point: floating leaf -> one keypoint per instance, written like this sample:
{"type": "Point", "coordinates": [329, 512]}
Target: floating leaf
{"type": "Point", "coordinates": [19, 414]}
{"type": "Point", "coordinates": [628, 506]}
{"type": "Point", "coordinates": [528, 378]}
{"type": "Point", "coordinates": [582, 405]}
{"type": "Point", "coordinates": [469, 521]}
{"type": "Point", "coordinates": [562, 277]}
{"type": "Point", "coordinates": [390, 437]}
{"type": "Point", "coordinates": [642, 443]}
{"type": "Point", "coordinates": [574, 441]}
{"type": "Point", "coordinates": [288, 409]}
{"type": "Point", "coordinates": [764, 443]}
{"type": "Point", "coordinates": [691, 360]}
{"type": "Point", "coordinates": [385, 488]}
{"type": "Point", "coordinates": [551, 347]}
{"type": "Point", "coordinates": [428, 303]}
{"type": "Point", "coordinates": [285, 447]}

--------------------------------------------------

■ **What is needed**
The answer is the full set of records, printed exactly as given.

■ **Answer to this exercise**
point: floating leaf -> one keypoint per instance, written like this sample:
{"type": "Point", "coordinates": [329, 512]}
Target: floating leaf
{"type": "Point", "coordinates": [19, 414]}
{"type": "Point", "coordinates": [628, 506]}
{"type": "Point", "coordinates": [528, 378]}
{"type": "Point", "coordinates": [582, 405]}
{"type": "Point", "coordinates": [469, 521]}
{"type": "Point", "coordinates": [562, 277]}
{"type": "Point", "coordinates": [390, 437]}
{"type": "Point", "coordinates": [642, 443]}
{"type": "Point", "coordinates": [574, 441]}
{"type": "Point", "coordinates": [288, 409]}
{"type": "Point", "coordinates": [764, 443]}
{"type": "Point", "coordinates": [691, 360]}
{"type": "Point", "coordinates": [385, 488]}
{"type": "Point", "coordinates": [551, 347]}
{"type": "Point", "coordinates": [428, 303]}
{"type": "Point", "coordinates": [285, 447]}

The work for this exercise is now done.